#### Instructions to follow:
In the records below, find the line holding "TARGET = beetle leg" and the line holding "TARGET = thick wooden beam". Set down both, with every line between them, exactly.

(Point-per-instance localization data)
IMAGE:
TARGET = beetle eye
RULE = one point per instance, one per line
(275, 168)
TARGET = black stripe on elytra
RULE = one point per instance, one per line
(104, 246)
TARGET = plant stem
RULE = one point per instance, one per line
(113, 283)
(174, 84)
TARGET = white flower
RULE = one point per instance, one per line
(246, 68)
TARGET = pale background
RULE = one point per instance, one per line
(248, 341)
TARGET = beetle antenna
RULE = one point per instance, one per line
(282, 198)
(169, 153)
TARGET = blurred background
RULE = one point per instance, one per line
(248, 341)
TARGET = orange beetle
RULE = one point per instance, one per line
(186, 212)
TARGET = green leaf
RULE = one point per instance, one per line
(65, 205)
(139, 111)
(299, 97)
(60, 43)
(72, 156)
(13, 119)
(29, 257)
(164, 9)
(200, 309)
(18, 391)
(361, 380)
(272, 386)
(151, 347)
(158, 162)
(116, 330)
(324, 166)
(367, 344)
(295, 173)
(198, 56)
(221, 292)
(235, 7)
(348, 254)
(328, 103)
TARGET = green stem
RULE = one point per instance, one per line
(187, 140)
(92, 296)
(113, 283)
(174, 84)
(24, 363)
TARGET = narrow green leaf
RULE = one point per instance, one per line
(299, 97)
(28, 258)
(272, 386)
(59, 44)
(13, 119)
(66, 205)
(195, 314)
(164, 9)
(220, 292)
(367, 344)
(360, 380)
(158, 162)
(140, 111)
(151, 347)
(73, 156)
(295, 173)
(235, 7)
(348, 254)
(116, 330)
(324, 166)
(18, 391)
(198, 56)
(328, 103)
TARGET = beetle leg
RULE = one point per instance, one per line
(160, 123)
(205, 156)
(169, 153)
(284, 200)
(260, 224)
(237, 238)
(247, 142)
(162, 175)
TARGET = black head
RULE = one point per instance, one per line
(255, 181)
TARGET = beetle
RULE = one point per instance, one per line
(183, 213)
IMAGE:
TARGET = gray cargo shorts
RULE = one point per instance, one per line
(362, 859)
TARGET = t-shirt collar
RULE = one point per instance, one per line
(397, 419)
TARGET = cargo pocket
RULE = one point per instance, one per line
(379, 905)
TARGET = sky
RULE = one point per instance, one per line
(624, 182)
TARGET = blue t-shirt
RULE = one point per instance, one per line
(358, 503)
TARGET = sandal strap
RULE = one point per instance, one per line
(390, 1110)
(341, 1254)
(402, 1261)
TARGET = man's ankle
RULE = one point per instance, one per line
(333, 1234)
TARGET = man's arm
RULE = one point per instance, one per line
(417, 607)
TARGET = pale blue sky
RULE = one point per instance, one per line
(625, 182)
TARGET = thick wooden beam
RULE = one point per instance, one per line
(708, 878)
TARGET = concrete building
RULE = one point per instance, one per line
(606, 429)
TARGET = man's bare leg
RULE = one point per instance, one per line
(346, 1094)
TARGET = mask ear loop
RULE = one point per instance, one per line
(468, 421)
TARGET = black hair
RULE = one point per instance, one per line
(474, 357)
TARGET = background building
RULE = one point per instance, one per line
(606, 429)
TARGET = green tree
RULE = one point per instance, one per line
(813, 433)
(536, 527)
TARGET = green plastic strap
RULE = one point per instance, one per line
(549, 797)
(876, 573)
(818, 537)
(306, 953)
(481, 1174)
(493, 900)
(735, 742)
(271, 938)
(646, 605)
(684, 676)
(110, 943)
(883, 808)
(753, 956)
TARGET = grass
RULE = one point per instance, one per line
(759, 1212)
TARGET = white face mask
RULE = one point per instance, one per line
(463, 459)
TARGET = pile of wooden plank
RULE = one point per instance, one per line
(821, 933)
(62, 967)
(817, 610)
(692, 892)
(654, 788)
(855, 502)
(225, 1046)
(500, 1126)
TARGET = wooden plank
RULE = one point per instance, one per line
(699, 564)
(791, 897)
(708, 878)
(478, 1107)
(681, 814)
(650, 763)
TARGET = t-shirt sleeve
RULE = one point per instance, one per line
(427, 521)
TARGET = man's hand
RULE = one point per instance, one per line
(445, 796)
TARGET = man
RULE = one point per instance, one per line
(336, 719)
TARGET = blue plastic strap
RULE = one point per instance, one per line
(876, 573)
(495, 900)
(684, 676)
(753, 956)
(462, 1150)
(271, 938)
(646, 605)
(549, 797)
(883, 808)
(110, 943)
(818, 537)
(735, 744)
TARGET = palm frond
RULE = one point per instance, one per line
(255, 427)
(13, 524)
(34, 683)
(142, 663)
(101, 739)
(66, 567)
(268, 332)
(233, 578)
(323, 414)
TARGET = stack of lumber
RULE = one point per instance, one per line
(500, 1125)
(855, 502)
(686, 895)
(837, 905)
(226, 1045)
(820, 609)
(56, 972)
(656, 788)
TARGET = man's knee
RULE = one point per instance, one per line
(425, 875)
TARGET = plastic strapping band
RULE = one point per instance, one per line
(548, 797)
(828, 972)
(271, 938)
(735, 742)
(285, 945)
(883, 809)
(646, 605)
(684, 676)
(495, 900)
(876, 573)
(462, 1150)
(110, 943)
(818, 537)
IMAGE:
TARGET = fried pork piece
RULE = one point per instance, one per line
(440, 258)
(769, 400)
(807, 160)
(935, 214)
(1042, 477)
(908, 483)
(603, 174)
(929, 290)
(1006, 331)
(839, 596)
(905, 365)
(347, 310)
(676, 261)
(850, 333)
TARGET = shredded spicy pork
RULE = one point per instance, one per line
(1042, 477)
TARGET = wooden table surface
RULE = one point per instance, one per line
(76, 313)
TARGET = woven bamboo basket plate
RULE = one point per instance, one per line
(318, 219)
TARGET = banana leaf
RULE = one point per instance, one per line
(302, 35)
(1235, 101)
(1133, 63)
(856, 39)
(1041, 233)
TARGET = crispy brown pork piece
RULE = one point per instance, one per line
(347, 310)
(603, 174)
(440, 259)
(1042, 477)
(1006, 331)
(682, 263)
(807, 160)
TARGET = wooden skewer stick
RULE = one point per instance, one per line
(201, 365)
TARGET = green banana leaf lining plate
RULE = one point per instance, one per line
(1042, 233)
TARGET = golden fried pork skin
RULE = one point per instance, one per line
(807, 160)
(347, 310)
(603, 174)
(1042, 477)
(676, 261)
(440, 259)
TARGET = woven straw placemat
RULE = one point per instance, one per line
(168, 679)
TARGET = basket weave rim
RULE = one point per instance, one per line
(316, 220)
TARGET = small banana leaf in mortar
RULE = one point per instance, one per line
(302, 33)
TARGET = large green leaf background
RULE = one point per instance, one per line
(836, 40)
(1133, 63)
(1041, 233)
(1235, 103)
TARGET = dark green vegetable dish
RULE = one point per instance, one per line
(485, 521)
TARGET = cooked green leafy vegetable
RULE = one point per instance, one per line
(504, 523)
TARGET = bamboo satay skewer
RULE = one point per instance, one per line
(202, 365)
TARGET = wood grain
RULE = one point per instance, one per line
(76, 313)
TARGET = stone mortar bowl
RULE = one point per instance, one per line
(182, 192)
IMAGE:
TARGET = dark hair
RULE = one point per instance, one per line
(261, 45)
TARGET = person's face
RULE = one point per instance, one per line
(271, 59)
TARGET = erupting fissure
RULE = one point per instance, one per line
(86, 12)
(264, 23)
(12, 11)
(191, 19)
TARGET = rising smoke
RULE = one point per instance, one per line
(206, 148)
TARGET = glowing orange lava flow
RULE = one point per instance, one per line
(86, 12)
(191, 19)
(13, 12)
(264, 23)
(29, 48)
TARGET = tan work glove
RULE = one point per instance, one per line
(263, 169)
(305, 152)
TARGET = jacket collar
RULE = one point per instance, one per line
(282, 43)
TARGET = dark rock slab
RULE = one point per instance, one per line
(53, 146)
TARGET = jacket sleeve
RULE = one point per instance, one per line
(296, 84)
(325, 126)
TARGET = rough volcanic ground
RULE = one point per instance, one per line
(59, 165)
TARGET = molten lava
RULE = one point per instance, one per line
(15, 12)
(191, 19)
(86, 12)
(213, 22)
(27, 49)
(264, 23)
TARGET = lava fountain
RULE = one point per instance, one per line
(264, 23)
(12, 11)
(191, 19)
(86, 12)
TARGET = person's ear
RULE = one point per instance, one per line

#### Reply:
TARGET = beetle leg
RULE = one point per instance, one per line
(160, 123)
(205, 156)
(169, 153)
(284, 200)
(260, 224)
(237, 238)
(247, 142)
(162, 175)
TARGET = black head
RULE = one point per instance, one per line
(255, 181)
TARGET = beetle
RULE = one point per instance, one per line
(183, 213)
IMAGE:
TARGET = gray cargo shorts
RULE = one point per instance, one per line
(362, 859)
TARGET = t-shirt collar
RULE = one point per instance, one per line
(397, 419)
TARGET = cargo pocket
RULE = one point per instance, one per line
(379, 905)
TARGET = sky
RULE = one point per instance, one per line
(624, 182)
TARGET = blue t-shirt
RULE = one point per instance, one per line
(358, 503)
TARGET = sandal strap
RULE = one point per instance, one per line
(390, 1110)
(341, 1254)
(402, 1261)
TARGET = man's ankle
RULE = one point per instance, one per line
(333, 1234)
TARGET = man's arm
RULE = one point per instance, one per line
(417, 607)
TARGET = pale blue sky
RULE = one point per instance, one per line
(625, 182)
TARGET = thick wooden beam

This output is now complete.